> Your task
Starting with the line containing "Could you point out the beaded" and going on through the end of the records, rewrite those lines with "silver" swapped for "gold", keeping everything else the same.

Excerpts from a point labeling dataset
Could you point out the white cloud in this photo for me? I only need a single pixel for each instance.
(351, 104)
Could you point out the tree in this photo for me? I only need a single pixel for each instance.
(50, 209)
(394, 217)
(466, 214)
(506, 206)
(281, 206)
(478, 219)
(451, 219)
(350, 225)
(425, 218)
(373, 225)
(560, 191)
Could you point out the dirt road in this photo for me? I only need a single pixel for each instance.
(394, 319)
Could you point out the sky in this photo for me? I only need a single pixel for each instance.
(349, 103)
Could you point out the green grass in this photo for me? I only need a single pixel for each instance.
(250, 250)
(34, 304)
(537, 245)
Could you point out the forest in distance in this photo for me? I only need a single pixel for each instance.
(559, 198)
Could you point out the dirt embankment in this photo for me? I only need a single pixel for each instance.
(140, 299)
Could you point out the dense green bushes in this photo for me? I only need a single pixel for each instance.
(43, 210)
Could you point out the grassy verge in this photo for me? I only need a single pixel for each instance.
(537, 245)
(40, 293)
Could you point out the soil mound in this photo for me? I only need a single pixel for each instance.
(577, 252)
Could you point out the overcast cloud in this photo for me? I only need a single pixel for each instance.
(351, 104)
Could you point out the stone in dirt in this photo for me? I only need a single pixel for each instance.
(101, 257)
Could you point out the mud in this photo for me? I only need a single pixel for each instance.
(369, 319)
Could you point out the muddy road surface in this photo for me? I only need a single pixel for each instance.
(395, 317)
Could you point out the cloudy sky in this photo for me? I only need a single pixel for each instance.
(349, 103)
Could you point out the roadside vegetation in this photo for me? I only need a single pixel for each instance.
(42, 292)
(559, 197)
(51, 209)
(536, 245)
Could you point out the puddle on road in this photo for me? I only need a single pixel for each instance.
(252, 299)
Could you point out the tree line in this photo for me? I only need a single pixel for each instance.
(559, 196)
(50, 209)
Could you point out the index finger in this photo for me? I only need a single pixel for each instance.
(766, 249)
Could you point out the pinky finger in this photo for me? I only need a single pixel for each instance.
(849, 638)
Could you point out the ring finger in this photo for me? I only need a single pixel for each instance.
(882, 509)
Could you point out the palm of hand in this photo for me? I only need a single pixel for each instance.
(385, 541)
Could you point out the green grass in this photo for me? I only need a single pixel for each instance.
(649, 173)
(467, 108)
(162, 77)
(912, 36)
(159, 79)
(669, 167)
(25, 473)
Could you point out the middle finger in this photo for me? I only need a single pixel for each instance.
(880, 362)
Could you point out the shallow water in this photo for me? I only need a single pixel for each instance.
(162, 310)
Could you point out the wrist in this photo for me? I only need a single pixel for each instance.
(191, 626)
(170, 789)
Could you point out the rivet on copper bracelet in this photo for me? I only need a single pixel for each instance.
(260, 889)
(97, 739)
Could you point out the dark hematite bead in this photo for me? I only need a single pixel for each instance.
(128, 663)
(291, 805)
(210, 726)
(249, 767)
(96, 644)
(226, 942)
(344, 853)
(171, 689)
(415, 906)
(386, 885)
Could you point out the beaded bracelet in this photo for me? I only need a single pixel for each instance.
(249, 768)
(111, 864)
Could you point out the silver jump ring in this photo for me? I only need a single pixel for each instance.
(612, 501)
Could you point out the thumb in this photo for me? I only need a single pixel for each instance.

> Response below
Could you point out the beaded bracelet in this photo for me? I only need a single pixel for each instance.
(249, 768)
(111, 864)
Could you point out the gold jump ring in this photo for me? I only need a single pixel for each instance.
(612, 501)
Could you point out the thumb in this photo for me? I only need a single pixel for each instance.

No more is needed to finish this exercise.